#### Passage for review
Osteoporosis is characterized by bones that become progressively weak and brittle. The word ''osteoporosis'' means "porous bone." While most Americans can avoid osteoporosis by exercising and consuming a balanced diet, supplementation can also play a role in the treatment and prevention of osteoporosis. Among the best supplements for controlling osteoporosis are calcium, vitamin D, omega-3 fatty acids and vitamin K.
The National Institutes of Health reports that around 34 million Americans have osteoporosis, with another 18 million at risk for the disease. One-in-two women and one-in-four men, over the age of 50, will experience an osteoporosis-related bone fracture. Osteoporosis is known as a silent disease because it can progress with few or no symptoms. As you grow older your body replaces lost bone mass more slowly, which can lead to a net loss in total bone mass. Other causes for osteoporosis can include alcoholism, rheumatoid arthritis, kidney failure, anorexia and vitamin and mineral deficiencies -- specifically calcium, vitamins D, A and K and magnesium.
Calcium and Vitamin D
The National Institutes of Health notes that calcium and vitamin D, when supplemented together, have been proven to reduce osteoporosis related falls and fractures in older adults. When calcium intake is low the body relies on the stored calcium in bone mass, which leads to bone degradation. Vitamin D is important because it is necessary for the absorption of calcium. The National Institutes of Health Osteoporosis and Related Bone Diseases National Resource Center notes that calcium is better absorbed when taken in small doses of 500 milligrams or less, spread throughout the day. Vitamin D should be consumed in doses of no more than 4000 IU per day, according to The Institute of Medicine.

#### Requirement A
List the supplements that the osteoporosis passage names as among the best for controlling osteoporosis.
#### Requirement B
According to the osteoporosis passage, in what doses is calcium better absorbed?
#### Requirement C
From the osteoporosis passage, extract the part that opens with the words containing "Osteoporosis is characterized" and closes with "and vitamin K.".
The items are not needed for this work.

#### Natural-language descriptions of regions
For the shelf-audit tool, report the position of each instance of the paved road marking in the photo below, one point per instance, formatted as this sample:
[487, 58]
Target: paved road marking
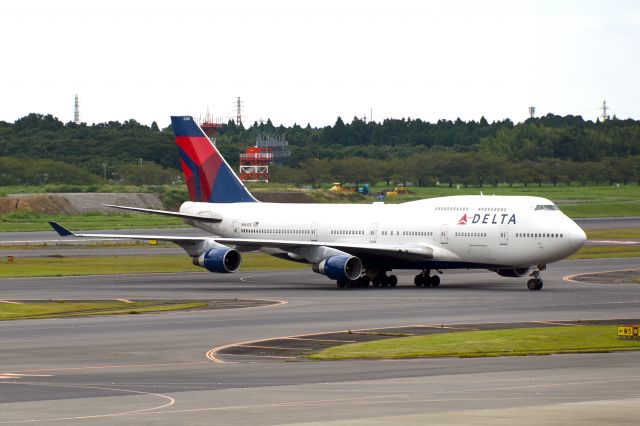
[572, 278]
[21, 375]
[278, 348]
[557, 323]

#### Expected answer A
Calcium, vitamin D, omega-3 fatty acids, vitamin K

#### Expected answer B
In small doses of 500 milligrams or less, spread throughout the day.

#### Expected answer C
Osteoporosis is characterized by bones that become progressively weak and brittle. The word ''osteoporosis'' means "porous bone." While most Americans can avoid osteoporosis by exercising and consuming a balanced diet, supplementation can also play a role in the treatment and prevention of osteoporosis. Among the best supplements for controlling osteoporosis are calcium, vitamin D, omega-3 fatty acids and vitamin K.